→ WHAT TO PRODUCE
Please output the rows below as a JSON list of strings, one string per line, with blank lines left out.

→ STORED DATA
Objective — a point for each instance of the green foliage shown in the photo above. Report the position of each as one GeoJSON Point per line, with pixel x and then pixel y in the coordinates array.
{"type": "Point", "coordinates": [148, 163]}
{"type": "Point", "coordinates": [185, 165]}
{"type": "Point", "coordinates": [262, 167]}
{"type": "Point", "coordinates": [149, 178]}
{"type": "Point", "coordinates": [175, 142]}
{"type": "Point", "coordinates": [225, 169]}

→ SOLUTION FOR THIS TASK
[
  "Objective — a point for each instance of the green foliage shown in the photo above. Report the position of each as one GeoJSON Point per line, with pixel x and then pixel y in the coordinates array.",
  "{\"type\": \"Point\", \"coordinates\": [148, 163]}",
  "{\"type\": \"Point\", \"coordinates\": [185, 165]}",
  "{\"type\": \"Point\", \"coordinates\": [262, 167]}",
  "{\"type\": \"Point\", \"coordinates\": [149, 178]}",
  "{\"type\": \"Point\", \"coordinates\": [175, 142]}",
  "{\"type\": \"Point\", \"coordinates\": [225, 169]}"
]